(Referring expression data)
[Start of Attachment]
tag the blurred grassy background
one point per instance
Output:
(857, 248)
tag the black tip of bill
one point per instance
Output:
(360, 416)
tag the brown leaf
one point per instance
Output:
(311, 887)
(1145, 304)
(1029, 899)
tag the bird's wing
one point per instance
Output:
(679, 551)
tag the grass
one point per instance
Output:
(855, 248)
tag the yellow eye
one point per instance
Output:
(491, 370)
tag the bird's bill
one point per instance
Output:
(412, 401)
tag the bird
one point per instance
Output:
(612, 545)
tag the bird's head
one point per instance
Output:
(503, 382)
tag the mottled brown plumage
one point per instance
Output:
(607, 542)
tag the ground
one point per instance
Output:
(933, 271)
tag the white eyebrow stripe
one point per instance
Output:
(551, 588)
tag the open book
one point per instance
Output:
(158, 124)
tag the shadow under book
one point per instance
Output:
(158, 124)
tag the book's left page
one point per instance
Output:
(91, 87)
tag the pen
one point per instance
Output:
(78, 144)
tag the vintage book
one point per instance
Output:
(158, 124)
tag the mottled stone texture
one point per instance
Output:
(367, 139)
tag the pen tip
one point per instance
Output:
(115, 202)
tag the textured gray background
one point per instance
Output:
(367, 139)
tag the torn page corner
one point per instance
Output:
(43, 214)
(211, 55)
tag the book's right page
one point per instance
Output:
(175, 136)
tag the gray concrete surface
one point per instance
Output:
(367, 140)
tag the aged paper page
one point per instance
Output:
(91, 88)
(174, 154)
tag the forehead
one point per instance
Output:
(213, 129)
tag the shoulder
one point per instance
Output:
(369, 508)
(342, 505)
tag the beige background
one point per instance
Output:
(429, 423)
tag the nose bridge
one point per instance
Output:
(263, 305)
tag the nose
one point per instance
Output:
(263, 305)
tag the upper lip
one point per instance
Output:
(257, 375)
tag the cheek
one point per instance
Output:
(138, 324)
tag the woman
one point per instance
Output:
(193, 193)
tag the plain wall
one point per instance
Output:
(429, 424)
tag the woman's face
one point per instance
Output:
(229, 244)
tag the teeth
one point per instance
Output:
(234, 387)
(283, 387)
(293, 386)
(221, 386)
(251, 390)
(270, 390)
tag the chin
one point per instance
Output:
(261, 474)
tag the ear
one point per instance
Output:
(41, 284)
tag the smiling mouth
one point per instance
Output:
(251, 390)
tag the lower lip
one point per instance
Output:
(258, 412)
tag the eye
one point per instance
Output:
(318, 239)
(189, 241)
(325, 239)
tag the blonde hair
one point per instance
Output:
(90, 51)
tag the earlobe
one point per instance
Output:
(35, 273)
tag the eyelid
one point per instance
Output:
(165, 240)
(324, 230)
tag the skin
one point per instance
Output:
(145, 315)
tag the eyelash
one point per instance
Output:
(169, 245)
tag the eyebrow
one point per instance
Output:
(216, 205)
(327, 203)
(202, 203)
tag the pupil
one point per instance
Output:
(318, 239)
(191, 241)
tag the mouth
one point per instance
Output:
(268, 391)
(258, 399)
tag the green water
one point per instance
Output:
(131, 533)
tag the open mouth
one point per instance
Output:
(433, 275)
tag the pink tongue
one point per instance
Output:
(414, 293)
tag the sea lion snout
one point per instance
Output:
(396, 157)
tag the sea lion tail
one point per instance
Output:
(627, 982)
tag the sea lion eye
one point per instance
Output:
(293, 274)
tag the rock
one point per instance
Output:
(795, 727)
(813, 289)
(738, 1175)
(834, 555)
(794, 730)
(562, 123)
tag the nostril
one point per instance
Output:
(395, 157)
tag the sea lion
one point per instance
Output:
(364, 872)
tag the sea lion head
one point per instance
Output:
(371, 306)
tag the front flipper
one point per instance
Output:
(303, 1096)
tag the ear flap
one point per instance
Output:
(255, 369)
[End of Attachment]
### What is needed
Going through the entries above, show each line that contains "background".

### Answer
tag the blurred grassy background
tag the textured gray background
tag the beige background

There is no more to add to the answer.